Don Juan DeMarco

Don Juan Demarcof might have been just a forgettable curio about a young man who claims he's the world's greatest lover and the cynical psychiatrist who ends up believing him. Face it, the original script by psychotherapist Jeremy Leven, making his debut as a director, is warmed-over Equus minus the sex with horses and funereal pacing. What jump-starts the film is the casting of Johnny Depp as Don Juan and Marlon Brando as his shrink. They bring a playfully romantic touch to a drama that could have been dead weight in clumsier hands.

Depp's Don Juan from Queens, N.Y., claims to have seduced 1,500 women. Naturally, the cops think he's nuts, especially when he climbs a billboard and threatens to kill himself over the loss of his true love, Dona Ana (Geraldine Pail-has). Is Dona Ana merely a centerfold that hangs in the boy's shabby room? Dr. Jack Mickler (Brando) certainly thinks the boy is delusional when he arrives on the scene to coax him down. "Are you sure this is how Freud started?" Detective Sy Tobias (Richard Sarafian) is asked by the doc as he hoists his bulk on a crane that will lift him 40 feet above street level. The teasing, self-deprecating Brando is a joy. The doc and the detective, eyeing each other's waistlines, joke about visiting the same bakery.

§ DATA EXCERPTS
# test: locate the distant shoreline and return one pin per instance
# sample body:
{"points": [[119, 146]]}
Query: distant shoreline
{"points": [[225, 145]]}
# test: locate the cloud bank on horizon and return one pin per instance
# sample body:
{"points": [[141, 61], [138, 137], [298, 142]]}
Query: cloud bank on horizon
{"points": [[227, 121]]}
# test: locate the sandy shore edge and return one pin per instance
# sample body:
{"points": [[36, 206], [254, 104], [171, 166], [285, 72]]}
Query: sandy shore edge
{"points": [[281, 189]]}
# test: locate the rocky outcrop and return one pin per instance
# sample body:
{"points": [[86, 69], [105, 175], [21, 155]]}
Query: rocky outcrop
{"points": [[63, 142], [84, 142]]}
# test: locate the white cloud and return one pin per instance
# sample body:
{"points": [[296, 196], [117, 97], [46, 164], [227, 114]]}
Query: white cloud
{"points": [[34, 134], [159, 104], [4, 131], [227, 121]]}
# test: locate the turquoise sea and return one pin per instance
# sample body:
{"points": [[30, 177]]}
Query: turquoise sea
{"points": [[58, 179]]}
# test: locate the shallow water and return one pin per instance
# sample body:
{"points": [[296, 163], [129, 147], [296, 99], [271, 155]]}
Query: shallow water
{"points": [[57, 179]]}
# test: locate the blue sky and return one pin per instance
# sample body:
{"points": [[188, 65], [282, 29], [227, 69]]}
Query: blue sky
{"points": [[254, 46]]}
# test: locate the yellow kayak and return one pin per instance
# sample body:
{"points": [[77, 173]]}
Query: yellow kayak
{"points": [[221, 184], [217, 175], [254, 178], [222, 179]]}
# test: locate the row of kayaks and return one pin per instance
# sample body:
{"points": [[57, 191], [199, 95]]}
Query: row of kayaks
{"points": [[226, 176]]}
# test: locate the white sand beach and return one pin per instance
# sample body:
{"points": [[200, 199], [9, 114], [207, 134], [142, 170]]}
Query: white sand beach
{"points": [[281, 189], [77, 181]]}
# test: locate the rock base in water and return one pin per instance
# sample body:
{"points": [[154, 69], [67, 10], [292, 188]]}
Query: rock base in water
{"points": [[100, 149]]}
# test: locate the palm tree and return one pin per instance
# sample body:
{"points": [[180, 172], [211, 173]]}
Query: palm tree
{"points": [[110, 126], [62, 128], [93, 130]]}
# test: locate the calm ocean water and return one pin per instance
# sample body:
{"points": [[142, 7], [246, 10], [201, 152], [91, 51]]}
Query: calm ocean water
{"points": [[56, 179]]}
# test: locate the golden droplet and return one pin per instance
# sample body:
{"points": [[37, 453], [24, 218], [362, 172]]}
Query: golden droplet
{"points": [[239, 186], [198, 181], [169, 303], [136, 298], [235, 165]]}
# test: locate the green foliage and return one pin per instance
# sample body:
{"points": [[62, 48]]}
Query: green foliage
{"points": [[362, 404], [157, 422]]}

§ ACTIVITY 1
In the review of Don Juan DeMarco, how many women does Depp's Don Juan claim to have seduced?
§ ACTIVITY 2
Reproduce the stretch of the Don Juan DeMarco review from "Don Juan Demarcof" through "in clumsier hands.".
§ ACTIVITY 3
Resume the review of Don Juan DeMarco from where it stops.

§ RESPONSE BOX 1
1,500 women.

§ RESPONSE BOX 2
Don Juan Demarcof might have been just a forgettable curio about a young man who claims he's the world's greatest lover and the cynical psychiatrist who ends up believing him. Face it, the original script by psychotherapist Jeremy Leven, making his debut as a director, is warmed-over Equus minus the sex with horses and funereal pacing. What jump-starts the film is the casting of Johnny Depp as Don Juan and Marlon Brando as his shrink. They bring a playfully romantic touch to a drama that could have been dead weight in clumsier hands.

§ RESPONSE BOX 3
Jack is not one of Brando's take-the-money-and-run roles. He appears to be having a ball as he dodges the script's platitudes and digs into his scenes with Depp. Though the flashbacks that illustrate Don Juan's story range from coy to cloying, the confrontations between doctor and patient give the film an exhilarating spin as the older man begins to catch the younger one's passion. Jack's wife, Marilyn (Faye Dunaway), finds a new randiness in her husband. Hard driving Dunaway is hardly typecasting as a long-suffering hausfrau, and sensitive souls should be warned of her sex scenes with Brando (in bed she climbs on top). "This is going to be good," he says, clicking off the light.

The movie itself is never as good as it should be, owing to Leven's lifeless staging. All the vital signs are due to Depp and Brando. Following Edward Scissor-hands, What's Eating Gilbert Grape? and Ed Wood, Depp ranks with the best actors of his generation. Near the end of the film he pierces the heart by revealing the lost boy beneath the macho bravado. It's an art that Brando mastered in the days of A Streetcar Named Desire and On the Waterfront. If Don Juan DeMarco casts a spell in spite of its flaws, call that a tribute to the talents of two great seducers.